Brief. Please print the part of the reward-setting passage below between "[0068] A specific" and "review ability c.", inclusive, with no words changed.
-------- Text passage --------
Specific Example of Assessment Processing

[0065] A specific example of the assessment processing S16 included in the reward setting method S1 illustrated in FIG. 2 will be described with reference to FIG. 5.

[0066] In the assessment processing S16 according to the present specific example, the controller 12 of the computer 1 calculates the review ability c=f(a, c) using a function f(a, b) determined in advance in which the review efficiency a and the review accuracy b are input and the review ability c is output.

[0067] As the function f(a, b), for example, a linear function f(a, b)=a+b as illustrated in FIG. 5A may be used, or a non-linear function f (a, b)={a.sup.2+b.sup.2}.sup.1/2 as illustrated in FIG. 5B may be used. The function is not particularly limited, if the function is such that as the review efficiency a is higher and the review accuracy b is higher, the review ability c becomes higher, and, as the review efficiency a is lower and the review accuracy b is lower, the review ability c becomes lower.

Specific Example of Calculation Processing

[0068] A specific example of the calculation processing S17 included in the reward setting method S1 illustrated in FIG. 2 will be described with reference to FIG. 6.

[0069] In the calculation processing S17 regarding the present specific example, the controller 12 of the computer 1 calculates the reward d=g(c) using a function g(c) determined in advance in which the review ability c is input, and the reward d is output.

[0070] As the function g(c), for example, a linear function g(c)=.alpha.c+.beta. (where, when c<cmin, g(c)=dmin, when c>cmax, g(c)=gmax) having an upper limit value dmax and a lower limit value dmin as illustrated in FIG. 6 can be used. By this means, it becomes possible to set a reward within a range determined in advance (equal to or greater than dmin and equal to or less than dmax) in accordance with the review ability c.
-------- Dataset extract --------
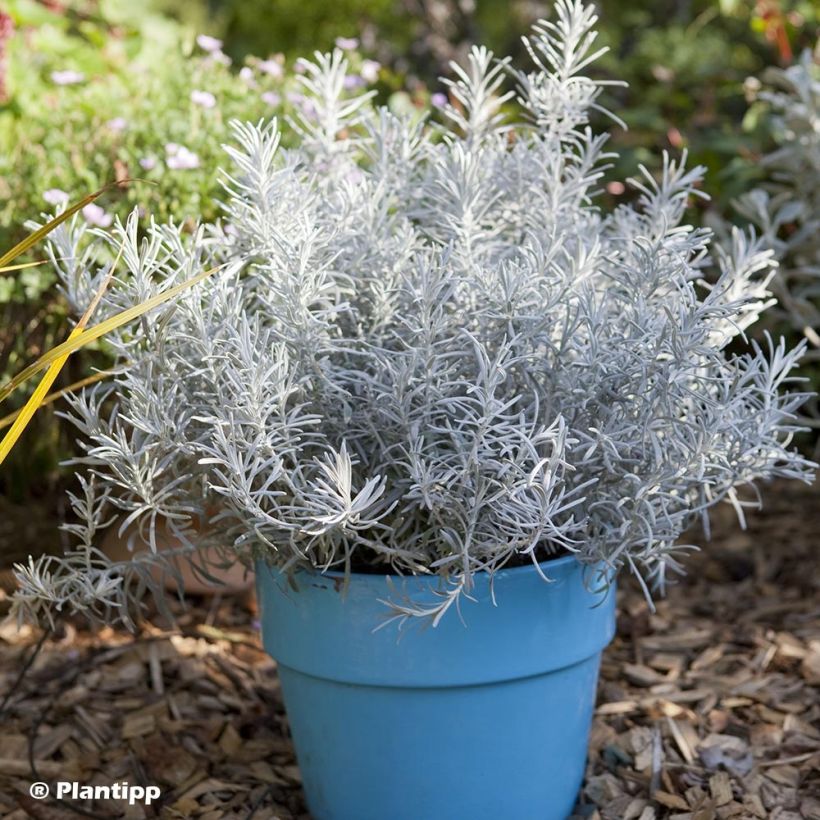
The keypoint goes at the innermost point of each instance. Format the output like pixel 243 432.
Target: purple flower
pixel 67 77
pixel 180 158
pixel 203 98
pixel 370 71
pixel 54 196
pixel 209 44
pixel 272 67
pixel 95 215
pixel 353 81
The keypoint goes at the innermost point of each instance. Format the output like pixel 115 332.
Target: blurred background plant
pixel 96 90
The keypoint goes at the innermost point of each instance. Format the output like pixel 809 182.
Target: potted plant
pixel 440 399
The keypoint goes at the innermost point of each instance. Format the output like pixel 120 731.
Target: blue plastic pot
pixel 487 720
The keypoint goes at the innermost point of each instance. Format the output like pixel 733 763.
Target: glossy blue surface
pixel 486 716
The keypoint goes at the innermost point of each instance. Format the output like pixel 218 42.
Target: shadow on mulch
pixel 708 707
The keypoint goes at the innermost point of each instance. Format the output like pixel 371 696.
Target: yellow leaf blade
pixel 36 398
pixel 96 331
pixel 58 394
pixel 32 239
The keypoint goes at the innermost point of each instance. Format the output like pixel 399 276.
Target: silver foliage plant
pixel 427 351
pixel 786 210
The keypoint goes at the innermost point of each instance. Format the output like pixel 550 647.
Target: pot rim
pixel 559 562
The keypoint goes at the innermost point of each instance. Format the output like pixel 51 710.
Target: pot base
pixel 511 750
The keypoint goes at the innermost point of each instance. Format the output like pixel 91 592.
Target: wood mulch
pixel 708 707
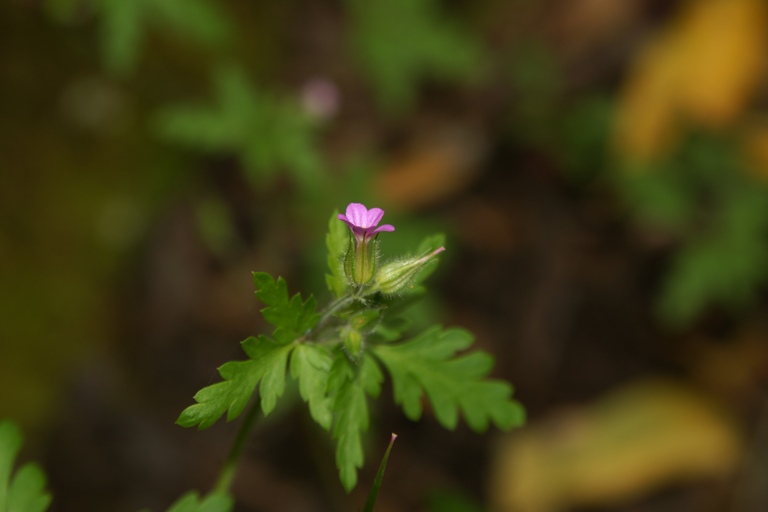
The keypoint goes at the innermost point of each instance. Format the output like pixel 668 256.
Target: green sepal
pixel 336 241
pixel 350 385
pixel 291 317
pixel 267 365
pixel 214 502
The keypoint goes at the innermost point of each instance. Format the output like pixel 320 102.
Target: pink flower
pixel 363 221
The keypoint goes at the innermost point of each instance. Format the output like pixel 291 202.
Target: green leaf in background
pixel 124 23
pixel 23 491
pixel 291 317
pixel 310 366
pixel 371 501
pixel 349 386
pixel 401 42
pixel 268 132
pixel 427 364
pixel 336 241
pixel 214 502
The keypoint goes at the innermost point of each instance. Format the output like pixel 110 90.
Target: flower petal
pixel 374 217
pixel 357 214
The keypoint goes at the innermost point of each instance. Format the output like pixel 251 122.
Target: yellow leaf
pixel 645 436
pixel 702 69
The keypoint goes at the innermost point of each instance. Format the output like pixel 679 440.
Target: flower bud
pixel 396 275
pixel 360 261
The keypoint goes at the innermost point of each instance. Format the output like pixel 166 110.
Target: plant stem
pixel 334 307
pixel 227 473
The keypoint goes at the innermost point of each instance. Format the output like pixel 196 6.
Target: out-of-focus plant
pixel 270 133
pixel 337 354
pixel 22 490
pixel 124 25
pixel 399 43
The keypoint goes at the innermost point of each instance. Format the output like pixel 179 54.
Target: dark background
pixel 598 166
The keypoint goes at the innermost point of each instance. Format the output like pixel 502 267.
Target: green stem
pixel 227 473
pixel 333 308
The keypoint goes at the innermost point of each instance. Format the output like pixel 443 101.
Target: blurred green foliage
pixel 399 43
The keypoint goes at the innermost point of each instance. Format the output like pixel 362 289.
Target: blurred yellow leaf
pixel 703 69
pixel 646 435
pixel 755 140
pixel 435 167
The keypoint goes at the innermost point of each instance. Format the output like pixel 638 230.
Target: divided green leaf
pixel 349 386
pixel 310 366
pixel 23 491
pixel 268 362
pixel 428 364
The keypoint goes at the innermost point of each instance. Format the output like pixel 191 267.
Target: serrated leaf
pixel 200 20
pixel 350 385
pixel 423 43
pixel 310 366
pixel 268 132
pixel 267 365
pixel 121 31
pixel 336 241
pixel 23 491
pixel 291 317
pixel 214 502
pixel 428 364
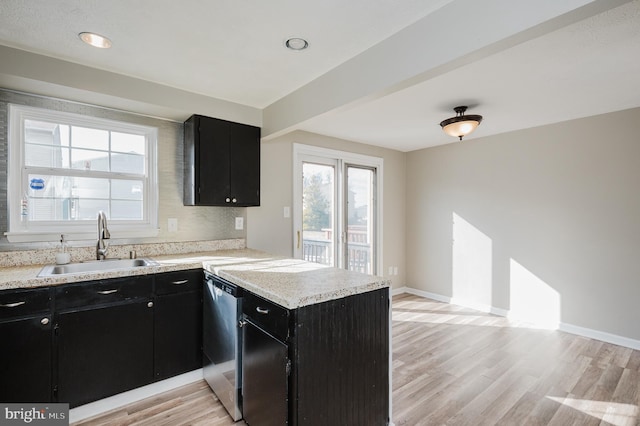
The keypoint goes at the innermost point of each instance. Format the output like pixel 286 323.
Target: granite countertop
pixel 291 283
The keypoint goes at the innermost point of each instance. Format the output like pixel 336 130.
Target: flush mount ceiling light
pixel 296 43
pixel 95 40
pixel 460 125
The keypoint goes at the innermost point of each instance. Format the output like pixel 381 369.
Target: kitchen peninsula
pixel 337 332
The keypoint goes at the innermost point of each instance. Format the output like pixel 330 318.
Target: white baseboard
pixel 567 328
pixel 102 406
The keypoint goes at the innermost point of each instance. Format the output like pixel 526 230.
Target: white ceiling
pixel 232 50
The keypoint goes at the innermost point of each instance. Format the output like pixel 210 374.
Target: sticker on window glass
pixel 36 184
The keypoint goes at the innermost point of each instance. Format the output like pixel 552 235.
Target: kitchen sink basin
pixel 95 266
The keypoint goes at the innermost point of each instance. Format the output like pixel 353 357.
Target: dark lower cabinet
pixel 104 351
pixel 103 337
pixel 339 362
pixel 265 378
pixel 177 323
pixel 26 349
pixel 341 371
pixel 81 342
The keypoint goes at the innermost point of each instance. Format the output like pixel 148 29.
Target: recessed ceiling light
pixel 95 40
pixel 296 43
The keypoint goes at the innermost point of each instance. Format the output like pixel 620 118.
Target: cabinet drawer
pixel 18 303
pixel 102 292
pixel 272 318
pixel 179 281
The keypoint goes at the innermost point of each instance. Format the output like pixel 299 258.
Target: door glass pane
pixel 360 220
pixel 318 236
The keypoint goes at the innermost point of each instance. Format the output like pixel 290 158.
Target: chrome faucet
pixel 103 234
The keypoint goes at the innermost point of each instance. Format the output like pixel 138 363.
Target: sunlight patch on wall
pixel 614 413
pixel 532 300
pixel 472 265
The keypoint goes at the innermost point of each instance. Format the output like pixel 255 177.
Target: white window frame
pixel 75 230
pixel 302 153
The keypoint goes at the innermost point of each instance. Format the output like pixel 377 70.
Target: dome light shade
pixel 460 125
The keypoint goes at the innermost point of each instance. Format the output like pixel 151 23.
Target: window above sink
pixel 65 167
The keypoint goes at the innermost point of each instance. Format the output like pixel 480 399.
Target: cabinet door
pixel 264 378
pixel 212 161
pixel 177 334
pixel 25 360
pixel 104 351
pixel 245 165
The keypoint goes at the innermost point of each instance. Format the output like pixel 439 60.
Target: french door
--------
Output of the exercise.
[0068] A specific example of the calculation processing S17 included in the reward setting method S1 illustrated in FIG. 2 will be described with reference to FIG. 6.

[0069] In the calculation processing S17 regarding the present specific example, the controller 12 of the computer 1 calculates the reward d=g(c) using a function g(c) determined in advance in which the review ability c is input, and the reward d is output.

[0070] As the function g(c), for example, a linear function g(c)=.alpha.c+.beta. (where, when c<cmin, g(c)=dmin, when c>cmax, g(c)=gmax) having an upper limit value dmax and a lower limit value dmin as illustrated in FIG. 6 can be used. By this means, it becomes possible to set a reward within a range determined in advance (equal to or greater than dmin and equal to or less than dmax) in accordance with the review ability c.